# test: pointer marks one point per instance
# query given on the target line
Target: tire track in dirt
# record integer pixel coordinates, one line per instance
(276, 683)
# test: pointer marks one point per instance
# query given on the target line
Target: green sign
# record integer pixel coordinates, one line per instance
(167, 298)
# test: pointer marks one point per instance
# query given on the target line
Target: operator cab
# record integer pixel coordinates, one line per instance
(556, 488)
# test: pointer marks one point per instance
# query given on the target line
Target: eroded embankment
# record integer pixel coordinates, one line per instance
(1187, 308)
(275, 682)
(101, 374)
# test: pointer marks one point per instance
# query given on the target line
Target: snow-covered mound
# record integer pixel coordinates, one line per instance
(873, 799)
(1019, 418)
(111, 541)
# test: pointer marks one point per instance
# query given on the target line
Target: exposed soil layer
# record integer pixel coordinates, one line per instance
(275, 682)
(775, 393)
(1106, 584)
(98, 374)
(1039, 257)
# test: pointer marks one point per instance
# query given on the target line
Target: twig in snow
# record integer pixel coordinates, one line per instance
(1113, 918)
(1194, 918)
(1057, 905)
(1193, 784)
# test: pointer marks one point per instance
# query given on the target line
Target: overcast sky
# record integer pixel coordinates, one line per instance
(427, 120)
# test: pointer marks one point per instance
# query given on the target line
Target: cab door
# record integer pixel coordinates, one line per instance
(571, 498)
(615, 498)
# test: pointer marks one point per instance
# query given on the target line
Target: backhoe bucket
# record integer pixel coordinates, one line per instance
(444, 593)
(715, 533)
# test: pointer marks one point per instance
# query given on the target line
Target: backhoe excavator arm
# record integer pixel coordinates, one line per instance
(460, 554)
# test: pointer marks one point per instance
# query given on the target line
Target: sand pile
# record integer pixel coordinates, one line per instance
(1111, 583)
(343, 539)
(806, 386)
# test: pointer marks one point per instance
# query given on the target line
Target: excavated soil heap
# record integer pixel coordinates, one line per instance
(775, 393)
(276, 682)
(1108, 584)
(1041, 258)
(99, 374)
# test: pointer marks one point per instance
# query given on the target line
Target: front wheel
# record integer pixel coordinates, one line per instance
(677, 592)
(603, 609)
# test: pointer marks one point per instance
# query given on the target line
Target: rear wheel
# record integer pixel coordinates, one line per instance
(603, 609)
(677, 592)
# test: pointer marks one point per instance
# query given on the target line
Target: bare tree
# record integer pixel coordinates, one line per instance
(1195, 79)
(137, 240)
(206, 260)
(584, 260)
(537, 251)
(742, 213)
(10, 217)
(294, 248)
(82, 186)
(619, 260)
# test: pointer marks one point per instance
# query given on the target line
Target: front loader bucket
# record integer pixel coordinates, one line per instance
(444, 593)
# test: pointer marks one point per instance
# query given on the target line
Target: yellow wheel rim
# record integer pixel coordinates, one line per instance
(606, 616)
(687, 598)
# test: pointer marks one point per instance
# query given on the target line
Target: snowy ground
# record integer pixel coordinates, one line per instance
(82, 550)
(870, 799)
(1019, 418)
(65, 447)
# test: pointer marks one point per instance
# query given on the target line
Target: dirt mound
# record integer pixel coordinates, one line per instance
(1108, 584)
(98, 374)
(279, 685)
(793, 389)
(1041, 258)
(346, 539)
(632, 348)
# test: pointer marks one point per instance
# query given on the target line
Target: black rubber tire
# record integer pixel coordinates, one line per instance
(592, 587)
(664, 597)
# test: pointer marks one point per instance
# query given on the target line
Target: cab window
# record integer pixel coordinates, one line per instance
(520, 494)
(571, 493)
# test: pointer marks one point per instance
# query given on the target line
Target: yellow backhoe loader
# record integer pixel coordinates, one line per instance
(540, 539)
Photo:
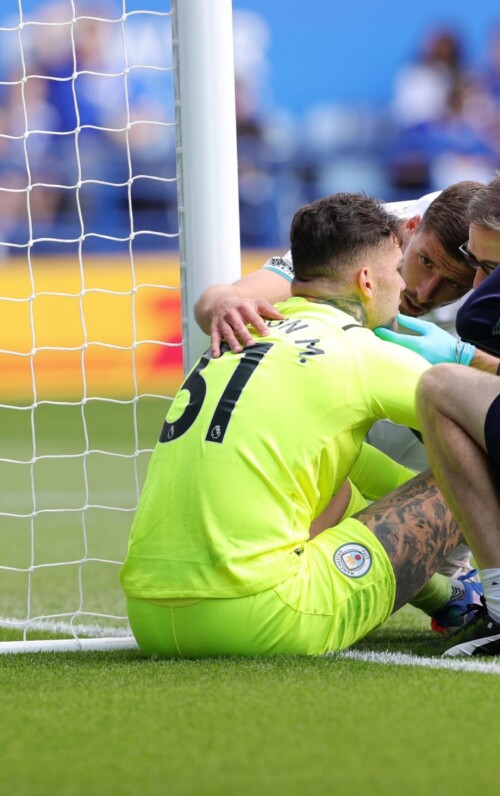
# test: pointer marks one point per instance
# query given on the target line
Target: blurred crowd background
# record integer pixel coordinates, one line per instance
(98, 151)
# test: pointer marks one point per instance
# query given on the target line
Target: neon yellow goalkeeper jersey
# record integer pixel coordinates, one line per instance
(252, 449)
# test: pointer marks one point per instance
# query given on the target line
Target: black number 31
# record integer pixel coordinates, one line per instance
(196, 385)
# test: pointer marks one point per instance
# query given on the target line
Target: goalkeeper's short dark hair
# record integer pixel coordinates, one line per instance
(328, 235)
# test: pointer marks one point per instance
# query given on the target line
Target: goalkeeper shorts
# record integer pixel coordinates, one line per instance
(345, 588)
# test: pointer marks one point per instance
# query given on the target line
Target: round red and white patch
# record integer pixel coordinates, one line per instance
(352, 559)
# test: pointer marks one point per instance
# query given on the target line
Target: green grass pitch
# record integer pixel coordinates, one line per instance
(114, 723)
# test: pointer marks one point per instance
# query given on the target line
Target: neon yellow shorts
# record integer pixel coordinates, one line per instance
(344, 589)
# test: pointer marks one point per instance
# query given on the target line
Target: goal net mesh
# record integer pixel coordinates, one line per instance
(90, 341)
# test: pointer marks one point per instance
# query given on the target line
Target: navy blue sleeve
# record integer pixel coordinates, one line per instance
(478, 319)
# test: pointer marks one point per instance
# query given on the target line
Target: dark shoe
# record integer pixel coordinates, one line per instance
(480, 636)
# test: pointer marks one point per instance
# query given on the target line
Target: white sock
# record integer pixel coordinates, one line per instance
(490, 578)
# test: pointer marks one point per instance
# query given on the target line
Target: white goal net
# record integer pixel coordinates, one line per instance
(91, 331)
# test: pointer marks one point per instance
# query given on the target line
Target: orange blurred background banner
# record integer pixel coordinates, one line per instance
(107, 329)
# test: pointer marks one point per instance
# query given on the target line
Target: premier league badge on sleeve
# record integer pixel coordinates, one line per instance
(352, 559)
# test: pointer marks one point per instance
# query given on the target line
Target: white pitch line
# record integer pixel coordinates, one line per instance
(52, 626)
(400, 659)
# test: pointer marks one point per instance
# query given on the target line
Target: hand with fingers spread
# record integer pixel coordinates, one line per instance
(230, 319)
(431, 342)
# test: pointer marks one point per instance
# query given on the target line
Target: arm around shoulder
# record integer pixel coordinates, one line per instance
(223, 311)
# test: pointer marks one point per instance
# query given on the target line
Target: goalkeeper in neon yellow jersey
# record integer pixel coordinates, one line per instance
(221, 557)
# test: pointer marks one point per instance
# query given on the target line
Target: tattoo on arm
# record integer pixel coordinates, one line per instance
(417, 530)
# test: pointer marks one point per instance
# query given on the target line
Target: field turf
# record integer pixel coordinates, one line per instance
(114, 723)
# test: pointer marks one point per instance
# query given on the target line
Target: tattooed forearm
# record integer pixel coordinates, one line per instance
(417, 530)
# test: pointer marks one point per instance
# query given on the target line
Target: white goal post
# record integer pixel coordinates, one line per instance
(94, 259)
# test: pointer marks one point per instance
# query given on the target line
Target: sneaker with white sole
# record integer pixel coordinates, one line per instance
(460, 608)
(480, 636)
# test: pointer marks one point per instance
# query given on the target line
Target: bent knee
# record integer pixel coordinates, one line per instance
(434, 387)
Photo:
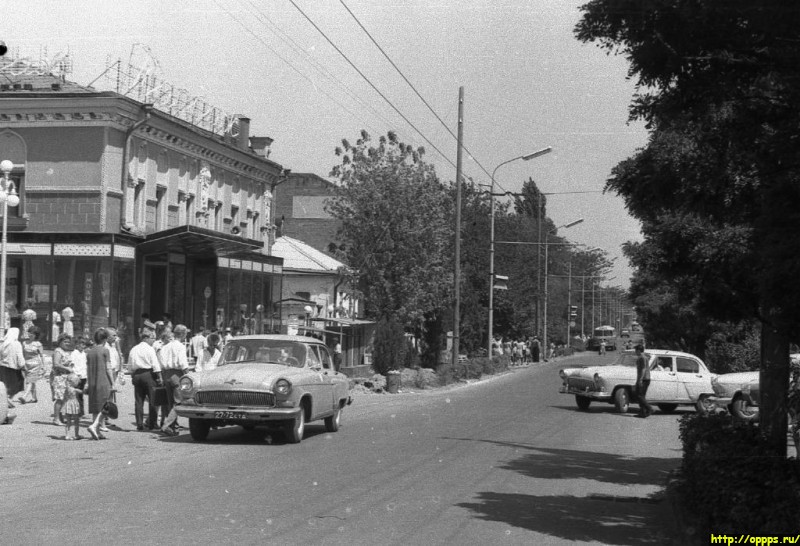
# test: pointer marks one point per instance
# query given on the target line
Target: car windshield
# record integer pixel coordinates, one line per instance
(267, 351)
(628, 359)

━━━━━━━━━━━━━━━━

### [Written task]
Leave the pictures out and copy the rest of the data exactly.

### [Task output]
# test: pointer marks one point per instance
# query given on the target line
Target: tire track in dirt
# record integer pixel coordinates, one line per instance
(276, 683)
# test: pointer marks one point per instance
# query given on the target line
Target: green sign
# record integer pixel coordinates, one line per instance
(167, 298)
# test: pointer marks one point per instance
# query given on the target line
Target: operator cab
# record integer pixel coordinates, one line per instance
(556, 488)
# test: pointer marks one point per instance
# query given on the target line
Target: eroded embankment
# record integer pixel coordinates, one line per instance
(1187, 308)
(275, 682)
(101, 374)
# test: pointer marks one point per instance
# query given on the target line
Target: snow-covered mound
# record integer pixel coordinates, one line per instance
(873, 799)
(1019, 418)
(111, 541)
# test: pointer marks one point per instance
# query given on the target line
Target: exposed soil layer
# record integer pixel coordinates, one line per instance
(275, 682)
(775, 393)
(1106, 584)
(98, 374)
(1039, 257)
# test: pointer marks one point per instance
# query given on the target line
Target: twig in snow
# record integer pixel coordinates, one line per instance
(1113, 918)
(1194, 918)
(1057, 905)
(1193, 784)
# test: pointer marks one point per instance
# query given on the target line
Target: overcast sky
# record integer pixel coordinates, one line per instance
(427, 120)
# test: pointer marks one point per instance
# query given on the target line
Target: cab door
# record integer pixel coordinates, one line per instance
(571, 498)
(615, 498)
# test: pointer marks one point per instance
# query given on the target line
Target: backhoe bucket
# record integer pixel coordinates, one line per instance
(444, 593)
(715, 533)
# test: pointer marks one point per instance
# query given on the target line
Target: backhoe excavator arm
# record integer pixel coordinates, one line per instance
(460, 554)
# test: pointer marks one point per instance
# query given on the target line
Target: sand pile
# record integer pixel coordinates, one line per instance
(1111, 583)
(343, 539)
(806, 386)
# test: pointer marks one point per instance
# query given on the target line
Target: excavated soil heap
# record integer pixel coordinates, one line per instance
(775, 393)
(276, 682)
(1108, 584)
(1041, 258)
(99, 374)
# test: pointer marks one point per instance
# query given on the target line
Target: front wheel
# record integer pixel coordinates, one line per instance
(677, 592)
(603, 609)
# test: pointer marks one point per instance
# query given on the target line
Target: rear wheel
# record integer pixel coordinates, one line per instance
(603, 609)
(677, 592)
# test: pointer marks one point per instance
# query given on the target line
Target: bare tree
# record integer pixel coordinates, one line per instance
(1195, 79)
(137, 240)
(206, 260)
(584, 260)
(537, 251)
(742, 213)
(10, 217)
(294, 248)
(82, 186)
(619, 260)
# test: pointer marks one point per instance
# query given on the target line
Target: front loader bucket
# record integer pixel coordinates, one line per instance
(444, 593)
# test: pointer marks one point per instance
# query given on the target line
Target: yellow wheel rim
# record integer pixel coordinates, one line per instance
(606, 616)
(687, 598)
# test: pointer marks one point per instance
# query given on the target line
Target: snowy ground
# record integer pixel coordinates, one line per instance
(82, 550)
(870, 799)
(1019, 418)
(65, 447)
# test: pointer marks one point per instance
# query given on the target line
Target: dirt mound
# record integer pixel coordinates, one line per instance
(1108, 584)
(98, 374)
(279, 685)
(793, 389)
(1041, 258)
(346, 539)
(632, 348)
# test: pointer marks one point per instance
# query given on the target line
Target: black rubber tire
# record integer pixel coordinates, one line per instance
(592, 587)
(664, 597)
# test: pointer marks one point per instance
# query given on the target line
Target: cab window
# record integer pixel coordinates, one line per instance
(520, 494)
(571, 493)
# test: pointer marks one point per instance
# query given on the target line
Target: yellow backhoe loader
# record integer pixel coordinates, one line per instance
(540, 539)
Photo:
# test: pointer marks one point per instance
# query given on the target line
Target: blurred crowd background
# record integer pixel coordinates, one line per instance
(98, 151)
# test: pointer marks one point per instance
# query given on the target line
Target: neon yellow goalkeeper jersey
# record integer pixel coordinates, one line per instance
(252, 449)
# test: pointer marks one point per instance
# query given on the target line
Target: black number 31
# record integer pixel coordinates, one line per instance
(196, 385)
# test: pointer marks one point per instance
# query given on the target line
Target: goalkeeper's short dark hair
# record integer pixel coordinates, one line per instance
(328, 235)
# test: pointer marks one point per instance
# query given on the target line
Target: goalkeeper shorts
# record integer pixel coordinates, one line per instance
(345, 588)
# test: pointer marks one point per instance
# query given on the target line
Target: round red and white patch
# record integer pixel coordinates, one line per instance
(352, 559)
# test: pointer marks one point per instance
# query given on the target line
Target: green grass pitch
# record integer pixel coordinates, one line per instance
(114, 723)
# test: pointer marks one point per instance
# query given on the target line
Target: neon yellow shorts
# record integer pixel coordinates, one line per instance
(344, 589)
# test: pointer marks one point per instance
# query given on the target line
Target: goal net mesh
# record integer pixel coordinates, one line per instance
(90, 341)
# test: pointer marks one point per instance
# query given on the target line
Target: navy blue sleeve
# record integer pixel coordinates, one line per instance
(478, 319)
# test: pointer marks one point per instance
# query given on the target line
Target: dark shoe
# record integer pixel coordinates, one line per instance
(480, 636)
# test: pointer marks one point per instance
# query given on the target line
Target: white sock
# record integer pixel coordinates, one line per instance
(490, 578)
# test: pointer marks one point per instance
# query given on the target line
Target: white goal net
# record integer pixel coordinates, one line per instance
(91, 331)
# test: pointer marks one point per instance
# query given on the target line
Target: orange blurred background banner
# record integer pixel coordinates, one line per instance
(107, 329)
# test: pointer marks one point per instance
# query given on the target line
Target: premier league badge on sleeve
# record integer pixel coordinates, one line per instance
(352, 559)
# test: pointer marks one point per instance
# query given on the target line
Target: white pitch line
# record integer pixel coordinates, one line per instance
(52, 626)
(400, 659)
# test: pointer marks one point per instance
# query given on the target line
Target: hand with fingers spread
# record integer pixel coordinates, one line per instance
(230, 319)
(431, 342)
# test: pointer marks one point per instance
# query given on the target line
Target: arm around shoulder
# record integer pixel coordinates, one line per instance
(223, 311)
# test: pointer marks one point per instance
# query given on the target line
Target: goalkeeper in neon yellow jersey
# record integer pixel coordinates, one line per instance
(221, 557)
# test: pointer marks one point per instance
# query given on the target line
Target: tattoo on arm
# record integer pixel coordinates, one line per instance
(417, 530)
# test: pointer marks one point per instance
# query given on the target line
Target: field turf
# record integer pixel coordinates, one line per instance
(114, 723)
# test: pointer marks one point per instance
# query given on the target line
Target: tattooed forearm
# record integer pixel coordinates, one line per instance
(417, 530)
# test: pointer marks one point per instance
# query given on the target line
Target: white goal post
# record integer pixel coordinates, one line per instance
(94, 259)
# test: pointer marks one point per instance
# query given on the target line
Target: sneaker with white sole
# record integer pixel coordinates, one line per instance
(460, 608)
(480, 636)
# test: pointer marks one point per instance
# query given on the target line
Target: bent knee
# record integer pixel coordinates, one line per instance
(434, 387)
Photo:
# test: pointer marks one point per instance
# query given on the target line
Target: car windshield
# record integer pixel coordinates, one line per instance
(267, 351)
(628, 359)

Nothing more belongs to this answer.